■ TASK DIRECTIONS:
Keep only the lines of the material below that contain the string "target", copying each one in full.

■ RAW DATA:
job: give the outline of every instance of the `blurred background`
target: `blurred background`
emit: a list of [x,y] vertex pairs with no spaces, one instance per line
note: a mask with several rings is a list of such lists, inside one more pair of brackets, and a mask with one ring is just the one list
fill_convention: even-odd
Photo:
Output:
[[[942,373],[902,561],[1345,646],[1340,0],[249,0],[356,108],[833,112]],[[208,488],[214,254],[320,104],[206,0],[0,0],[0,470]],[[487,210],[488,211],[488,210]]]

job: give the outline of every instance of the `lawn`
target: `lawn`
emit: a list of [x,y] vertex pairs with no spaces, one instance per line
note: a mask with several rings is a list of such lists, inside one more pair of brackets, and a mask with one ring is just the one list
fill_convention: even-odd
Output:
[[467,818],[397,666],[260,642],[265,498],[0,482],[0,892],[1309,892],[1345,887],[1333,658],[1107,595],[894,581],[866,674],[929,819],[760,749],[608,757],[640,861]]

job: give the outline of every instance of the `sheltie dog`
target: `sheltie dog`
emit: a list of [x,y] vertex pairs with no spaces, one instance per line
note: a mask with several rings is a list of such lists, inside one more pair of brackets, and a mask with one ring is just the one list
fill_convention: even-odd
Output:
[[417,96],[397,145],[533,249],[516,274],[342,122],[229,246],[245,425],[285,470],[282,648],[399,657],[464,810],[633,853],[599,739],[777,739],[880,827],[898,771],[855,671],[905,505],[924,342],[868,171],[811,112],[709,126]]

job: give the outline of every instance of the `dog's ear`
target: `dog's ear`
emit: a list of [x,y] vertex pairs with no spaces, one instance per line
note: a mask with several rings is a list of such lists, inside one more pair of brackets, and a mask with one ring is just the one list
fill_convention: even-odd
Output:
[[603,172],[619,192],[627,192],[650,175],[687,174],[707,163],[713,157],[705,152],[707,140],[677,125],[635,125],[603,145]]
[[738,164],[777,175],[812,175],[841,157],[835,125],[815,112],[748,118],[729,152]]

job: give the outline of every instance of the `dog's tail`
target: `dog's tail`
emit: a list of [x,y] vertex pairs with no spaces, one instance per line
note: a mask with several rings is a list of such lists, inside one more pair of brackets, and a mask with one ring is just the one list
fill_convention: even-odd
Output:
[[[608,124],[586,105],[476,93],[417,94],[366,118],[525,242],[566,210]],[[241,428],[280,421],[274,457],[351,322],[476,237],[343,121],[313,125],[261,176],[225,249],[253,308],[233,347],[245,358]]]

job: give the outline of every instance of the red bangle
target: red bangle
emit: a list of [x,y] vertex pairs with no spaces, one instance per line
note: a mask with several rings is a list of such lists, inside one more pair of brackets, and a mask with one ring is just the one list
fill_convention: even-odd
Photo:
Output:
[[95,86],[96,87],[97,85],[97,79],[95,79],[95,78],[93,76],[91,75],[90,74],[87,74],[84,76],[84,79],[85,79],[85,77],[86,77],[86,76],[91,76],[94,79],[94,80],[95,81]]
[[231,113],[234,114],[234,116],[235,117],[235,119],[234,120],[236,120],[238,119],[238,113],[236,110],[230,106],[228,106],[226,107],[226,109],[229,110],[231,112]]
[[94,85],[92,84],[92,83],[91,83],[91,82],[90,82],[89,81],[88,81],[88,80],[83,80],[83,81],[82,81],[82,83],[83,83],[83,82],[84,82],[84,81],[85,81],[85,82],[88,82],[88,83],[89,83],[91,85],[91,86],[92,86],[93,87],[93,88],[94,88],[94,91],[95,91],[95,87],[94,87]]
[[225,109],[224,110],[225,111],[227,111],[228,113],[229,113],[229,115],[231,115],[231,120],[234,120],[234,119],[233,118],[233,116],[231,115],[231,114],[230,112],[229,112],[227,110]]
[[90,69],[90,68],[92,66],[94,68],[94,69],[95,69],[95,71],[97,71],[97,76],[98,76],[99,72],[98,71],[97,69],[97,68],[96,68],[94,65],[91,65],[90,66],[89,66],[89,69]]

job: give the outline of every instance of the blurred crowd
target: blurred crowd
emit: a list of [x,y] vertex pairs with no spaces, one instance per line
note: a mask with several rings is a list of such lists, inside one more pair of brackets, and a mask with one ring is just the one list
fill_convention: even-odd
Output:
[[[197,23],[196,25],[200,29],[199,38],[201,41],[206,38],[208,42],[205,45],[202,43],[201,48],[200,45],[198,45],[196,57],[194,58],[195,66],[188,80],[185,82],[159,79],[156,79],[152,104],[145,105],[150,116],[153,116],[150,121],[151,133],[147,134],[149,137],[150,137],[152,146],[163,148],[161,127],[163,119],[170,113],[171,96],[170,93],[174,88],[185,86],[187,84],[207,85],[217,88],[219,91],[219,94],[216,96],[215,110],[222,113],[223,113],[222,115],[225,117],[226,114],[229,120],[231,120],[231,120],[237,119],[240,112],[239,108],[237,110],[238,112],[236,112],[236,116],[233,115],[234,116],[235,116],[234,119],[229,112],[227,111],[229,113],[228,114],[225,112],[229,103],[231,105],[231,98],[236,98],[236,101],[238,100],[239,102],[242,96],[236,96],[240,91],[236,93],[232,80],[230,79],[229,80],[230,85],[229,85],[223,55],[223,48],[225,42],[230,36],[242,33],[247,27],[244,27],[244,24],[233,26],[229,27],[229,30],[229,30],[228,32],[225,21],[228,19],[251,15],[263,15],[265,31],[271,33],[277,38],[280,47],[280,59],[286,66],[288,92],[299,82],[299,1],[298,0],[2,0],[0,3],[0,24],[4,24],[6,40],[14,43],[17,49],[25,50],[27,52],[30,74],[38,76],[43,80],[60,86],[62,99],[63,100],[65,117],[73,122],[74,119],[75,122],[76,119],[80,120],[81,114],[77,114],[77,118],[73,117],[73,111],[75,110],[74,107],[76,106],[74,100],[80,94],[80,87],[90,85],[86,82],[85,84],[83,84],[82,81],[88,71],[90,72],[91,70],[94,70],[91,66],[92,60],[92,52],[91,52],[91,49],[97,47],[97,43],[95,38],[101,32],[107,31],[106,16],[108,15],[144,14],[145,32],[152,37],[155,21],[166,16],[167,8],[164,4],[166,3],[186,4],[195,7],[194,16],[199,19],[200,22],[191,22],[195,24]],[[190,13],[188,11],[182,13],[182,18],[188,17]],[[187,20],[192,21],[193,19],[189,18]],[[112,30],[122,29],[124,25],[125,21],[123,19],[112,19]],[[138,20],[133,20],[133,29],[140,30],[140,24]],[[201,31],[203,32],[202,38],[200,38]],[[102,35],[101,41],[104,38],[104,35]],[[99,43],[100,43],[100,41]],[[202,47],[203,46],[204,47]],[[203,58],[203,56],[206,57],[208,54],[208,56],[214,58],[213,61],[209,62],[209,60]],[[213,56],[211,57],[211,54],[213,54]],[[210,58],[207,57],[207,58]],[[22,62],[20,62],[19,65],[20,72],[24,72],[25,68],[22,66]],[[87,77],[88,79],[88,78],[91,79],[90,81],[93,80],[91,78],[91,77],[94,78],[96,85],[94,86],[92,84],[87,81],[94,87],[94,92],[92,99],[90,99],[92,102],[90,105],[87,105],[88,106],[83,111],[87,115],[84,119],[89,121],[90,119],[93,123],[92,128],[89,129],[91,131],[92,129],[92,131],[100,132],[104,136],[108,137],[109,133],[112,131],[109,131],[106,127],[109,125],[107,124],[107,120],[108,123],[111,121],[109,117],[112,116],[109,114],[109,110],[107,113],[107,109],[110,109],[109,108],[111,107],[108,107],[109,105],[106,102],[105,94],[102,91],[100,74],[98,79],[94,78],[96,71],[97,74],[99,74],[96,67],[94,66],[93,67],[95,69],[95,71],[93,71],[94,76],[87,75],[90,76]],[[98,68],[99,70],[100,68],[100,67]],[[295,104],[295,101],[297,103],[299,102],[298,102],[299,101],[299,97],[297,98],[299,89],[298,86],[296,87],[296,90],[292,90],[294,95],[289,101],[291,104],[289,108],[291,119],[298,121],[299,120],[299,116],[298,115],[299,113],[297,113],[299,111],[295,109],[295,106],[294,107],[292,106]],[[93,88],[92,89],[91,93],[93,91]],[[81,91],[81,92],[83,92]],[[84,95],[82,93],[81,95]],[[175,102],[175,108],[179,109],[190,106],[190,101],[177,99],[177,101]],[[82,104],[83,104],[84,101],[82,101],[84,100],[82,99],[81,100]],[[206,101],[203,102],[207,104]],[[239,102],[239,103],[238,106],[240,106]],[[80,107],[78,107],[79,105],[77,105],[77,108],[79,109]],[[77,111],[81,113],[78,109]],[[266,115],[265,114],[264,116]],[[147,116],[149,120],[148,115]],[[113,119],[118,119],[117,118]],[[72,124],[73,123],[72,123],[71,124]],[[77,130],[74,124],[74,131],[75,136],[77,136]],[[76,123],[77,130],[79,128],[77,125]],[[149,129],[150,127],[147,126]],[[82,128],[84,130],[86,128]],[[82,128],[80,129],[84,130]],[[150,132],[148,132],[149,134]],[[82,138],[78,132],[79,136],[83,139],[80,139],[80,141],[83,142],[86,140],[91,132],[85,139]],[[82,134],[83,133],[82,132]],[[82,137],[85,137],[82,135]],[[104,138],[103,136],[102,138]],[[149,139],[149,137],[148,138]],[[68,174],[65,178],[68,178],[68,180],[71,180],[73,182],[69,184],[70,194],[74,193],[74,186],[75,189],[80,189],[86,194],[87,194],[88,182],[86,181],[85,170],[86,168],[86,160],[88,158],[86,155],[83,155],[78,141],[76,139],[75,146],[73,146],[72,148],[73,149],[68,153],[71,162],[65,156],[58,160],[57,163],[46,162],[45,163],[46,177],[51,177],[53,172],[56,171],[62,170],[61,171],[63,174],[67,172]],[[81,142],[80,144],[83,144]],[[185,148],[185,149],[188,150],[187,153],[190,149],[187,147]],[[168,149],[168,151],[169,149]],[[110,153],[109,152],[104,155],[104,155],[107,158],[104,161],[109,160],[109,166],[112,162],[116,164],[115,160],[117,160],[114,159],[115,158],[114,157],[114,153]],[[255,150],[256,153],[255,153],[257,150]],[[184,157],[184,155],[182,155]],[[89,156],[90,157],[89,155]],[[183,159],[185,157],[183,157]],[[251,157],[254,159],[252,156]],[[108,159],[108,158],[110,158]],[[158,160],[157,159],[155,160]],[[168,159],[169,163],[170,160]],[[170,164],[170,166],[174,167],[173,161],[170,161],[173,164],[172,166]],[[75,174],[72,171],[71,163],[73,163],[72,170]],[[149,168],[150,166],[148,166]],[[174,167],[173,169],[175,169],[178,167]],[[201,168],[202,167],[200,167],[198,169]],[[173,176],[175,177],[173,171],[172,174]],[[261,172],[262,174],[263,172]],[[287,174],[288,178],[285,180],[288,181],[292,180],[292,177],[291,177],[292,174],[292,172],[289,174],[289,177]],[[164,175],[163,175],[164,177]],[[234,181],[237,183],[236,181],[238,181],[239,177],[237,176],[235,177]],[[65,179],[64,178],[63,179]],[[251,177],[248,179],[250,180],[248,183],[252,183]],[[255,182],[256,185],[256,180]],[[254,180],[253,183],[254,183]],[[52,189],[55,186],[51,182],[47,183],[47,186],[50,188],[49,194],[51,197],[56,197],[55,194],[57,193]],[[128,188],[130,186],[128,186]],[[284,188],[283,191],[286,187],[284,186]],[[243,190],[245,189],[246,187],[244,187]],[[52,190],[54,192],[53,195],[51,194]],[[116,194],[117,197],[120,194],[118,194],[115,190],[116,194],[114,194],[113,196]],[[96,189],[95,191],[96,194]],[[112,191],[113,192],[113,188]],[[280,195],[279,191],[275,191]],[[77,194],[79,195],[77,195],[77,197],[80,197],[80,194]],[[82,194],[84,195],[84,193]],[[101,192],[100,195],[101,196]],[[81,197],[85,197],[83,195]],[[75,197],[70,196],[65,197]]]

■ EXERCISE RESPONSE:
target: `blurred background`
target: `lawn`
target: `sheltie dog`
target: `dog's ear`
target: `dog's tail`
target: red bangle
target: blurred crowd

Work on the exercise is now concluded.